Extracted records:
****

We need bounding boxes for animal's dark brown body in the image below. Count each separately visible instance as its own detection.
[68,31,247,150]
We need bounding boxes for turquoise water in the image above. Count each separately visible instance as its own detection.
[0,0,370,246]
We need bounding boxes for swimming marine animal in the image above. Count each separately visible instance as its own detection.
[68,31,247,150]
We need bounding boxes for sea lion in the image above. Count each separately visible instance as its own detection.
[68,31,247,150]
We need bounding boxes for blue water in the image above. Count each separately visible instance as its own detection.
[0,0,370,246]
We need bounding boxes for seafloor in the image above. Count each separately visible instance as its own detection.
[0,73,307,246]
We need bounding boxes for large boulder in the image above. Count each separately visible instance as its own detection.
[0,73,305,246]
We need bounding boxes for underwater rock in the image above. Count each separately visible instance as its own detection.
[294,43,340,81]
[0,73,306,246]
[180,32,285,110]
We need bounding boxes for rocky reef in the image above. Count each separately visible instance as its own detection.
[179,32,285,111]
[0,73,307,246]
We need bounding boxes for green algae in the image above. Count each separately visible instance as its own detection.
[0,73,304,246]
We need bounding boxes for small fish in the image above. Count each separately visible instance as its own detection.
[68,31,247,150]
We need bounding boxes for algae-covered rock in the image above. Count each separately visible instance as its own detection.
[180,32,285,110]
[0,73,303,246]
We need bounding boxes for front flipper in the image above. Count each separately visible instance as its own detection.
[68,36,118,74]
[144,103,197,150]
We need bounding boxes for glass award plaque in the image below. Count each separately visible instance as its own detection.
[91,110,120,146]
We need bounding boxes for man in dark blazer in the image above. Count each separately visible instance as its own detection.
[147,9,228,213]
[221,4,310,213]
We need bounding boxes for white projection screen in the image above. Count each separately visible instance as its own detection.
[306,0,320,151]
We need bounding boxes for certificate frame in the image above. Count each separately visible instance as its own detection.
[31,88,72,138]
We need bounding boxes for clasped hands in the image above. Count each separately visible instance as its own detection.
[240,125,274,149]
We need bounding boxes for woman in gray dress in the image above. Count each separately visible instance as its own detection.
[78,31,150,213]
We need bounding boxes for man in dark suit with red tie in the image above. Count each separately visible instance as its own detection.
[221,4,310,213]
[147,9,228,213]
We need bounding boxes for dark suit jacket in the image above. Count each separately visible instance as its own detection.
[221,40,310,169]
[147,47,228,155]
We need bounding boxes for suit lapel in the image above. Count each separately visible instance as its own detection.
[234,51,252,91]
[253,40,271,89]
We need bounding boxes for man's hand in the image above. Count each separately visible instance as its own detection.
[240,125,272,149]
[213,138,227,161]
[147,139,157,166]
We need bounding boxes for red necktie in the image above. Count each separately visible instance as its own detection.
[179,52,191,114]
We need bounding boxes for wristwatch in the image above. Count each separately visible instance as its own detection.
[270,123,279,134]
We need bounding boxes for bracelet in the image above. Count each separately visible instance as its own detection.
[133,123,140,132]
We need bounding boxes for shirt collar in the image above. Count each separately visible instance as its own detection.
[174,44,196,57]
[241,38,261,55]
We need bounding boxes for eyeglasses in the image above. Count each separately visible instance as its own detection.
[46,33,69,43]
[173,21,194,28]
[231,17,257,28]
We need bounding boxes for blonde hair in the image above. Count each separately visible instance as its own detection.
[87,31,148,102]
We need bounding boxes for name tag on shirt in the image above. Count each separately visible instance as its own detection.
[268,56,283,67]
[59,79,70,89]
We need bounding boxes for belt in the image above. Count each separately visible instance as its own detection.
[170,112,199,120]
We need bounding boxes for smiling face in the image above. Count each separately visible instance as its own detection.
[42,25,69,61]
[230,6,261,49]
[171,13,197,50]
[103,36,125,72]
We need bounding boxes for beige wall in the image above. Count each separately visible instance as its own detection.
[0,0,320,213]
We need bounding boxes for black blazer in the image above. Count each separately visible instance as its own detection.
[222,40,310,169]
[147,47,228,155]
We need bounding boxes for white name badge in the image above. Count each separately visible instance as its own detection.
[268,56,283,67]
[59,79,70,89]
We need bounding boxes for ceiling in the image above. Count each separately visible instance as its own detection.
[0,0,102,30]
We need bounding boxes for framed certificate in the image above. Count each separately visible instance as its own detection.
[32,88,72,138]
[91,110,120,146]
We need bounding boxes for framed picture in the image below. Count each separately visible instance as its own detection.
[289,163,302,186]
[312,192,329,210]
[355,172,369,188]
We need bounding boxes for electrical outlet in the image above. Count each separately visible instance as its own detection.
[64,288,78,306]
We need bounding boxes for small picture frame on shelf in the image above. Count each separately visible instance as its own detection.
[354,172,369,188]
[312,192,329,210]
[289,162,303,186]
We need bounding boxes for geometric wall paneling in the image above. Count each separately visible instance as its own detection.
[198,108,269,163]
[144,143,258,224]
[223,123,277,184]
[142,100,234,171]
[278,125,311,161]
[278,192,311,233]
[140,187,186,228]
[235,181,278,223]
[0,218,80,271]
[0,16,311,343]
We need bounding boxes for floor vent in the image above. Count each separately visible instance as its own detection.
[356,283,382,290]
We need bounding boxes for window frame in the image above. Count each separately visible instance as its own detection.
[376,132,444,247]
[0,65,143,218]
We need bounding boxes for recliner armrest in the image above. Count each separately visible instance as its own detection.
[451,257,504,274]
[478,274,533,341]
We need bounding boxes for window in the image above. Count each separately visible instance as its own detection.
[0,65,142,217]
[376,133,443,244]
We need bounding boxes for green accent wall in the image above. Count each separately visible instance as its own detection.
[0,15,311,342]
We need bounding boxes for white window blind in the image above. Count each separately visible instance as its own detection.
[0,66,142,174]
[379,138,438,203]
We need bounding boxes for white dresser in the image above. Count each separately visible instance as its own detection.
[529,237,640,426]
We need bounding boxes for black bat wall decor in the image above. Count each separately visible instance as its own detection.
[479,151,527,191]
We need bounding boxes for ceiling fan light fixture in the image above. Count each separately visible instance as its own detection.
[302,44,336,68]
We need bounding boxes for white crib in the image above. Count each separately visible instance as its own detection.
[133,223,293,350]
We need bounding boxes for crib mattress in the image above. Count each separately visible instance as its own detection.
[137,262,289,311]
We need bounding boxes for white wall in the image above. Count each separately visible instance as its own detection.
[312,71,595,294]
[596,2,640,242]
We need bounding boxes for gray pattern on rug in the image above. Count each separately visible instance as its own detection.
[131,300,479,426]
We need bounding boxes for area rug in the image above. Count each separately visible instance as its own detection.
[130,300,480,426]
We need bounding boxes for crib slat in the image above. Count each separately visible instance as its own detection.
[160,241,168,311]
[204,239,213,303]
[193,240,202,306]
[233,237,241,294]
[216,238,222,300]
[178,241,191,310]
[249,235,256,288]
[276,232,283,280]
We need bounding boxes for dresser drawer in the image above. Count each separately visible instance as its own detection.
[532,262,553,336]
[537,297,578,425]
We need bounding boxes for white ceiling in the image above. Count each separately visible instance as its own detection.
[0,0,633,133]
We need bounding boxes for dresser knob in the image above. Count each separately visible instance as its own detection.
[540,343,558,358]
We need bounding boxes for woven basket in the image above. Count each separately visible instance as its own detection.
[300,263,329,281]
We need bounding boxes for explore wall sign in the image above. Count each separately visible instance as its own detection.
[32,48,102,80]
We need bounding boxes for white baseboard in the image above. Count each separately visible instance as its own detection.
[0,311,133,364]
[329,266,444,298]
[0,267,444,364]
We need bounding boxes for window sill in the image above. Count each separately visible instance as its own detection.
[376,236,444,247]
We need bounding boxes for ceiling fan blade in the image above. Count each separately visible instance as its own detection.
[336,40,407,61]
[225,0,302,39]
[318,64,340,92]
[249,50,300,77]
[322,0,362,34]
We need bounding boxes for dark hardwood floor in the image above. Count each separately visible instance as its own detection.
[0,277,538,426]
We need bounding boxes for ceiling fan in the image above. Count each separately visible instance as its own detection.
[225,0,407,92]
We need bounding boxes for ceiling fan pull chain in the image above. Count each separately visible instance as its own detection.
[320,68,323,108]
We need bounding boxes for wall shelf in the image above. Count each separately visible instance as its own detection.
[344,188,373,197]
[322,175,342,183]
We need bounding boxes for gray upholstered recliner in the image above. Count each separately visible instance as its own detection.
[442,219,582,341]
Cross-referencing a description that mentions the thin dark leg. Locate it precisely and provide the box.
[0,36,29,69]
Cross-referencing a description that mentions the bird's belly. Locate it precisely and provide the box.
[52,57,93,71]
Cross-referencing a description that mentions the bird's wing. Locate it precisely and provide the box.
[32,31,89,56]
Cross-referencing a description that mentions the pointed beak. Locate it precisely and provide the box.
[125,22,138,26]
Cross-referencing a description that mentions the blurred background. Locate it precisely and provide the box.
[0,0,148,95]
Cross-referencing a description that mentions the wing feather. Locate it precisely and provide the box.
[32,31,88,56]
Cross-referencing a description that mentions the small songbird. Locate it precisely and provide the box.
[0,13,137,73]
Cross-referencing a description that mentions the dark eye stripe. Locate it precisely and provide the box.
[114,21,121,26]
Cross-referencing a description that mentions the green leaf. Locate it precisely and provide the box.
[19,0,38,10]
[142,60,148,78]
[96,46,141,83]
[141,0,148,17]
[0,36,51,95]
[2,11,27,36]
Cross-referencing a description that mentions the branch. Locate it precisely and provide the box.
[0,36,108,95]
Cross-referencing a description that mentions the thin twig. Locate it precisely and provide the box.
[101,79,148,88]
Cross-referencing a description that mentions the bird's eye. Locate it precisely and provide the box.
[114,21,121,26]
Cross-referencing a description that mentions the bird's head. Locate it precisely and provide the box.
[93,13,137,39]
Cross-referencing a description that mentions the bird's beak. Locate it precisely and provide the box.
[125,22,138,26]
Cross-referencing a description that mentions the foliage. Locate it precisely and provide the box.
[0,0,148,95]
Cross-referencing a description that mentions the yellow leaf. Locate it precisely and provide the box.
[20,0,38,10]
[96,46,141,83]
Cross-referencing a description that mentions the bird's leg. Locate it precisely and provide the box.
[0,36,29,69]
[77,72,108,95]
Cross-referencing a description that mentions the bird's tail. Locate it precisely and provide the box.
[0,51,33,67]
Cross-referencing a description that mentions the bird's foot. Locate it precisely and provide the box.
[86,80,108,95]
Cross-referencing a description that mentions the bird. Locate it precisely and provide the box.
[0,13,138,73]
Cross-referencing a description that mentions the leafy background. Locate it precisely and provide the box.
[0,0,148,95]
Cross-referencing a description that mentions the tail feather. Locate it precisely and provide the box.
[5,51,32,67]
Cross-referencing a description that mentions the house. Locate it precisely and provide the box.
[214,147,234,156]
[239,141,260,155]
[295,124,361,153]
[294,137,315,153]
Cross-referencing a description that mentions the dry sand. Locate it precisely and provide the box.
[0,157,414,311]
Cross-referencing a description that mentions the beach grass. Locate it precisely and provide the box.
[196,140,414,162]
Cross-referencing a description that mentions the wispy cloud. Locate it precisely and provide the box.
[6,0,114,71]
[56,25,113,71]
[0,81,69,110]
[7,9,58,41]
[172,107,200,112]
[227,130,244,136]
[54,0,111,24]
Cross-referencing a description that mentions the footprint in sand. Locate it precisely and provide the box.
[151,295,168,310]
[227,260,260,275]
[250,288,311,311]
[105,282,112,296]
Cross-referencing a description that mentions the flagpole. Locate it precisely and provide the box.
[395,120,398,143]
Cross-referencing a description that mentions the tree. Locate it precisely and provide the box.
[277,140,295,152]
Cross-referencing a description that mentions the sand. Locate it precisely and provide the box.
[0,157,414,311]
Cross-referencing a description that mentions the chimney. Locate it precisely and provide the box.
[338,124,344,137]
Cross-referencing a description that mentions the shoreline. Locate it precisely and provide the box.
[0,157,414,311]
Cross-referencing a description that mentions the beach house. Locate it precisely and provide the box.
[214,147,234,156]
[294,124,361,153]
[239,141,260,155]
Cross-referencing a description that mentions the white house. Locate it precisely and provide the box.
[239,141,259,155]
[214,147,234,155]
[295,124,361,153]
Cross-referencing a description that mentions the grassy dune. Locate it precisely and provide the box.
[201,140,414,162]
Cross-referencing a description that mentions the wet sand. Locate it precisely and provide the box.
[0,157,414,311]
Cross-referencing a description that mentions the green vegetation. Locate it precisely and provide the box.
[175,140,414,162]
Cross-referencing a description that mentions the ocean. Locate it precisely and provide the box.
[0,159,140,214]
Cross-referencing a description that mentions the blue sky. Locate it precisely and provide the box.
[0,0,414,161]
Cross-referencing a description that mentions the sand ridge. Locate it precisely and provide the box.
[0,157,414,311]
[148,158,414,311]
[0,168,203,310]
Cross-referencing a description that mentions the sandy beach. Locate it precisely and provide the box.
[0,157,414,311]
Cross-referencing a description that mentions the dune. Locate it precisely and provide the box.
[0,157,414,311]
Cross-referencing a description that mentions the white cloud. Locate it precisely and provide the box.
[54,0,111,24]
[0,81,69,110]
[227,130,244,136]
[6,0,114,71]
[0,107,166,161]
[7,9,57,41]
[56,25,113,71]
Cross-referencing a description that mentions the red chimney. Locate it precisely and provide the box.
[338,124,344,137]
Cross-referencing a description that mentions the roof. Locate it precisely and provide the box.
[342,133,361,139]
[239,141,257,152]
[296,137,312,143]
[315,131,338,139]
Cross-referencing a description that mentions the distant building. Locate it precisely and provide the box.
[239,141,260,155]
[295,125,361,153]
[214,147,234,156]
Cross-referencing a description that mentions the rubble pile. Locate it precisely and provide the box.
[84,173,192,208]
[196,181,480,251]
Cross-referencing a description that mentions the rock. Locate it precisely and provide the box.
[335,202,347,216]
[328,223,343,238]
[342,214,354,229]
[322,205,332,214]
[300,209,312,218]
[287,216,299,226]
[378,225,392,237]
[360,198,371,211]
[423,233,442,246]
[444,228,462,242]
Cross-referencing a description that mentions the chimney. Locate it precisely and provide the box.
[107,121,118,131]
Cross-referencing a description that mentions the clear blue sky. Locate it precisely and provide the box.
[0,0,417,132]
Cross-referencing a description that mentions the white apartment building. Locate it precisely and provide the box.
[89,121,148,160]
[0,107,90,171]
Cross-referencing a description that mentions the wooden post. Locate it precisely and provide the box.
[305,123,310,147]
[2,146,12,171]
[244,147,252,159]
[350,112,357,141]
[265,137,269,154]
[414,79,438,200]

****

What needs to be done: Reproduce the final stretch of the data above: every line from the one holding "Cross-referencing a description that mentions the sand ridge." through the end, inclusive, exactly as written and nothing else.

Response to this task:
Cross-referencing a description that mentions the sand ridge. Locate it precisely and provide the box.
[0,157,414,311]
[148,158,414,311]
[0,168,203,310]
Cross-referencing a description that mentions the sandy beach. Locate it precisely and provide the box.
[0,157,414,311]
Cross-referencing a description that mentions the dune. Locate it precisely and provide the box.
[0,157,414,311]
Cross-referencing a description that mentions the white cloud. Locate it precisely and provide the box.
[54,0,111,24]
[0,81,69,110]
[227,130,244,136]
[6,0,114,71]
[0,107,166,161]
[7,9,57,41]
[56,25,113,71]
Cross-referencing a description that mentions the red chimney. Locate it precisely and provide the box.
[338,124,344,137]
Cross-referencing a description that mentions the roof. Locate it precisely and provide the box.
[342,133,361,139]
[239,141,257,152]
[296,137,312,143]
[315,131,338,139]
Cross-referencing a description that mentions the distant building. Locate it precisely and provide the box.
[239,141,260,155]
[295,125,361,153]
[214,147,234,156]
Cross-referencing a description that mentions the rubble pile. Locate it precisely and provide the box.
[84,173,192,208]
[196,181,480,251]
Cross-referencing a description that mentions the rock. Locate it precisely and provide the box.
[335,202,347,216]
[328,223,343,238]
[342,214,354,229]
[322,205,332,214]
[300,209,312,218]
[287,216,299,226]
[378,225,392,237]
[360,198,371,211]
[423,233,442,246]
[444,228,462,242]
Cross-referencing a description that mentions the chimney. Locate it precisely and provide the box.
[107,121,118,131]
Cross-referencing a description that mentions the clear blue sky. Locate it precisely and provide the box.
[0,0,417,132]
Cross-referencing a description that mentions the white apartment building. Locate it precisely and provide the box.
[89,121,148,160]
[0,107,90,171]
Cross-referencing a description that mentions the wooden post. Locate it precisely and provide the box.
[305,123,310,147]
[2,146,12,171]
[244,147,252,159]
[350,112,357,141]
[265,137,269,154]
[414,79,438,200]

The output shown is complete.